# [DIRECTIONS]
Tally the lines in the items below that contain the string "window", with case counting toward a match. Report only the resulting number.

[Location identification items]
- - -

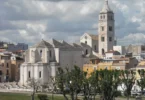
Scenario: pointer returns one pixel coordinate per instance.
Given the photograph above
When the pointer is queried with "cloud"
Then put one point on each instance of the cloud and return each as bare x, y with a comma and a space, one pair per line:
137, 38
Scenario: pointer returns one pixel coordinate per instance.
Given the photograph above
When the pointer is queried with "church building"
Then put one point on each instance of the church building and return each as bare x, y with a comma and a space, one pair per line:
43, 59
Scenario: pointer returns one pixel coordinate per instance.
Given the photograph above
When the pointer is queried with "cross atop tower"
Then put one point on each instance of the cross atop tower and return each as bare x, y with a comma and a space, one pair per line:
106, 8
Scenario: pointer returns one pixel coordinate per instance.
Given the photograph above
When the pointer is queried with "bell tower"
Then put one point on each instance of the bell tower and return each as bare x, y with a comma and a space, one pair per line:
106, 29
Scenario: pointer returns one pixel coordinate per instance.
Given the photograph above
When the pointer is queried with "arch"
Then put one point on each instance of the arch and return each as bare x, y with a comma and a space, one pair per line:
103, 51
41, 53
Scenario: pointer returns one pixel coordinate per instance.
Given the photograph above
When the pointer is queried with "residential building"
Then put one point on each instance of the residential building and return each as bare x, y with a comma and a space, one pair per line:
5, 68
16, 62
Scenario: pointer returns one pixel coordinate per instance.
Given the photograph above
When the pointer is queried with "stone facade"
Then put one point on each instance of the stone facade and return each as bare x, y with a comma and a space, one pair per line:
106, 29
43, 59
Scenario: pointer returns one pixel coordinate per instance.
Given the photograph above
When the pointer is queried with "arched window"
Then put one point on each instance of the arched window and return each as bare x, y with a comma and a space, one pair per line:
32, 53
7, 65
104, 16
39, 74
86, 52
95, 48
50, 55
41, 53
103, 52
101, 17
29, 74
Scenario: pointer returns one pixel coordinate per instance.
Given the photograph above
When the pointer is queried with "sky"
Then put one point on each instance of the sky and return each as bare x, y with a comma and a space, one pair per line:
30, 21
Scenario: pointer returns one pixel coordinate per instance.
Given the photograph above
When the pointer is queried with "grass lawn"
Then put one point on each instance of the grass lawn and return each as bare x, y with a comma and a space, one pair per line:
21, 96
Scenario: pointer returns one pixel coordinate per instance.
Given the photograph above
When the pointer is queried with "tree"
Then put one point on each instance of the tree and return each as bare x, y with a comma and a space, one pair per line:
128, 79
61, 82
109, 81
90, 85
53, 86
74, 81
34, 83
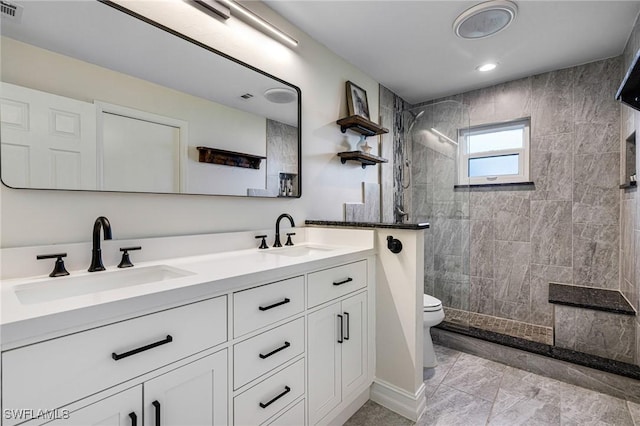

- - -

# [COMPLETED TASK]
2